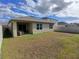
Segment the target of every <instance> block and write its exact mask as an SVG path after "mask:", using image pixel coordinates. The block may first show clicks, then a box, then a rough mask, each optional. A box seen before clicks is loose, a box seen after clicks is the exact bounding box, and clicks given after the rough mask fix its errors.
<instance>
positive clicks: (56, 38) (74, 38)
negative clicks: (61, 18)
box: [2, 32, 79, 59]
mask: <svg viewBox="0 0 79 59" xmlns="http://www.w3.org/2000/svg"><path fill="white" fill-rule="evenodd" d="M2 59H79V34H70V33H61V32H47V33H40V34H34V35H32V34H28V35H23V36H19V37H16V38H4V40H3V44H2Z"/></svg>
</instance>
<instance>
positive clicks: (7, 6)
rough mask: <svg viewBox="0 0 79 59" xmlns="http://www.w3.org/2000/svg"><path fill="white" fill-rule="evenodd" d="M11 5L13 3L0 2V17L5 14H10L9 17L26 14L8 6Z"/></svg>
mask: <svg viewBox="0 0 79 59" xmlns="http://www.w3.org/2000/svg"><path fill="white" fill-rule="evenodd" d="M13 6H15V5H14V4H8V5H5V4H0V7H1V8H0V15H1V16H0V17H2V16H4V15H6V16H7V17H8V16H11V17H19V16H26V14H23V13H18V12H14V11H12V10H11V9H10V8H11V7H13ZM15 7H16V6H15Z"/></svg>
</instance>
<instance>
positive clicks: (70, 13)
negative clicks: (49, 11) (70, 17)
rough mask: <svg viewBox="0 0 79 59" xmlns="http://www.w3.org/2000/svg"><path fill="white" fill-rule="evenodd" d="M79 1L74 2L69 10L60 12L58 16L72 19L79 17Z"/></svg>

* * * *

Assigned task: Search the data for the string "positive". List each line that has it.

Written response:
positive clicks: (56, 38) (74, 38)
positive clicks: (7, 6)
positive clicks: (70, 13)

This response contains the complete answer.